Colombie, Mexique, Dan., Fr. 2018
Titre original : Pájaros de verano
Réalisateurs : Cristina Gallego & Ciro Guerra
Scénario : Maria Camila Arias, Jacques Toulemonde
Acteurs : Carmiña Martínez, José Acosta
Distribution : Diaphana
Durée : 2h05
Genre : Drame
Date de sortie : prochainement

3.5/5

L’ouverture de la Quinzaine des Réalisateurs cuvée 2018 s’est faite avec le retour d’une révélation récente : Ciro Guerra, avec sa productrice et désormais co-réalisatrice Maria Camila Arias, s’étaient faits remarquer en 2015 avec L’étreinte du serpent. Ils nous reviennent cette année avec Les oiseaux de passage, surprenant portrait d’une communauté amérindienne qui se révèle être un efficace film de genre.

Synopsis : Dans les années 1970, en Colombie, une famille d’indigènes Wayuu se retrouve au cœur de la vente florissante de marijuana à la jeunesse américaine. Quand l’honneur des familles tente de résister à l’avidité des hommes, la guerre des clans devient inévitable et met en péril leurs vies, leur culture et leurs traditions ancestrales. C’est la naissance des cartels de la drogue.

——

## Problème à traiter
Restituez à l'identique le passage de la critique du film qui commence par "L’ouverture de la" et se termine par "film de genre.".

Données enregistrées:
——

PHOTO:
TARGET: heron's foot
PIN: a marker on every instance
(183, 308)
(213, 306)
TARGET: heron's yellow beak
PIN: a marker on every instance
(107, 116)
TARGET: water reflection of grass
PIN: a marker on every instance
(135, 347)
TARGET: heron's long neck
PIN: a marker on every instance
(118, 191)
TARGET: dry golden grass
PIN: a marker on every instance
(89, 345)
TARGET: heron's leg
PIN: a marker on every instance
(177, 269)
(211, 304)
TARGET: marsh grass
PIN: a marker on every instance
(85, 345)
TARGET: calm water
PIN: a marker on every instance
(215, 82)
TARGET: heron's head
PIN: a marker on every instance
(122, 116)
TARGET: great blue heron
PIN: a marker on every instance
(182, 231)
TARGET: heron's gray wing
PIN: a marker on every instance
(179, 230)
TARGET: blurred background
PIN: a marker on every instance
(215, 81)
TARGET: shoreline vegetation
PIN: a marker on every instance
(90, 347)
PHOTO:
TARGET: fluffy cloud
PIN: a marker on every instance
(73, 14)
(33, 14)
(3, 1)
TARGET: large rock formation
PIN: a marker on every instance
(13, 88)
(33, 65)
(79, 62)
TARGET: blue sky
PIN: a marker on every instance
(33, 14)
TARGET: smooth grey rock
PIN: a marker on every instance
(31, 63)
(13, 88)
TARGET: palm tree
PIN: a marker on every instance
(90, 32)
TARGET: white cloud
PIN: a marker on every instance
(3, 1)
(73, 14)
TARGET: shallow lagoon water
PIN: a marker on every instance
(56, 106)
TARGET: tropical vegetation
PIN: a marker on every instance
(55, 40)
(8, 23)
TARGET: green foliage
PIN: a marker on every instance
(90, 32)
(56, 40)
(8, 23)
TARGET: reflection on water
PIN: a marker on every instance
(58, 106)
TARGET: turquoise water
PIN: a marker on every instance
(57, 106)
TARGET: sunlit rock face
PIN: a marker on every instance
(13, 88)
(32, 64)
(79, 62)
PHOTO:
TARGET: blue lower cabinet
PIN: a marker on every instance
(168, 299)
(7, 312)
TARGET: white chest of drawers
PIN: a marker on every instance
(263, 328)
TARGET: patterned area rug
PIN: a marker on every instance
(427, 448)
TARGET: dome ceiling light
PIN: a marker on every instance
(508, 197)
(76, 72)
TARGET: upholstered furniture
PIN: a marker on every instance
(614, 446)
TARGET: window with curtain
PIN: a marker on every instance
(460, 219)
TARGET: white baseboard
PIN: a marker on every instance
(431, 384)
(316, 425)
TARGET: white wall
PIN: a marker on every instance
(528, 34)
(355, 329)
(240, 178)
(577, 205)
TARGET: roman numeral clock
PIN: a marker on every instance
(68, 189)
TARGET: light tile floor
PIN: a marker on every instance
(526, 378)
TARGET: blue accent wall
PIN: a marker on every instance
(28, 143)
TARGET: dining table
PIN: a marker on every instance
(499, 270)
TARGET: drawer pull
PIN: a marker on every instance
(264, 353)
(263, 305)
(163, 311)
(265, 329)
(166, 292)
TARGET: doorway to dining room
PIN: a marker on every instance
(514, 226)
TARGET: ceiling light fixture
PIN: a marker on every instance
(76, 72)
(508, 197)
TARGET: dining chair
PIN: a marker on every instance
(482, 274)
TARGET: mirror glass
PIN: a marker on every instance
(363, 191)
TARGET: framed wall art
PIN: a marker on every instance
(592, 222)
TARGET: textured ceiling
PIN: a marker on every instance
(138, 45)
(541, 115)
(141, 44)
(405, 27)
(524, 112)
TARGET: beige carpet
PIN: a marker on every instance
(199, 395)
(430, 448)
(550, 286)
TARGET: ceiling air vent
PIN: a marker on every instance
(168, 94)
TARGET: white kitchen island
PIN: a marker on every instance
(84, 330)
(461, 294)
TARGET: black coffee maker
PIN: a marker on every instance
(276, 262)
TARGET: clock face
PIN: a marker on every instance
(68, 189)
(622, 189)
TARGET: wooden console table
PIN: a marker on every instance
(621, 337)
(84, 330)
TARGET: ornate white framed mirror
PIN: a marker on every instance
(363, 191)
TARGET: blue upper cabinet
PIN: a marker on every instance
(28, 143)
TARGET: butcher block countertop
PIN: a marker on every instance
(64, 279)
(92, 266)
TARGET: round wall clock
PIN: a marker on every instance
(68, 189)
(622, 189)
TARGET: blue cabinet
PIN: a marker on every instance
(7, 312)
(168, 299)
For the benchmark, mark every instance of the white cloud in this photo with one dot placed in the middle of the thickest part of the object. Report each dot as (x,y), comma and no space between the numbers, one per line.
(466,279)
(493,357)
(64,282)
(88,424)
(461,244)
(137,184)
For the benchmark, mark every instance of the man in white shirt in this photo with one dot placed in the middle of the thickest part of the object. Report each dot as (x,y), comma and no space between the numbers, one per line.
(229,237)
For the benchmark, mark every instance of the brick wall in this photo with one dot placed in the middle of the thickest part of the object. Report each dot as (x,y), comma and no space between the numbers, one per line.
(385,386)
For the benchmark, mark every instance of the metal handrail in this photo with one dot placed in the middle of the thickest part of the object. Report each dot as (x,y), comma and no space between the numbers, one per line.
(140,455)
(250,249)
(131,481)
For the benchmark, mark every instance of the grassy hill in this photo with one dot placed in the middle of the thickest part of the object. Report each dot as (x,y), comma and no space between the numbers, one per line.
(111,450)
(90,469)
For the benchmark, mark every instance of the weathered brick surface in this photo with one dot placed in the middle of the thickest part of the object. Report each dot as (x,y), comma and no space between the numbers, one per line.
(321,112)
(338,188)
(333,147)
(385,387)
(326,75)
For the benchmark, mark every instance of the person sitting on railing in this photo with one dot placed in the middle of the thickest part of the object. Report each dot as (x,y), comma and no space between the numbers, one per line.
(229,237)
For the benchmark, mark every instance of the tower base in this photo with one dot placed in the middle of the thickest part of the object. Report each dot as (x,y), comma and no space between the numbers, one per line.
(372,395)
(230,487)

——

## Résultat de la tâche
L’ouverture de la Quinzaine des Réalisateurs cuvée 2018 s’est faite avec le retour d’une révélation récente : Ciro Guerra, avec sa productrice et désormais co-réalisatrice Maria Camila Arias, s’étaient faits remarquer en 2015 avec L’étreinte du serpent. Ils nous reviennent cette année avec Les oiseaux de passage, surprenant portrait d’une communauté amérindienne qui se révèle être un efficace film de genre.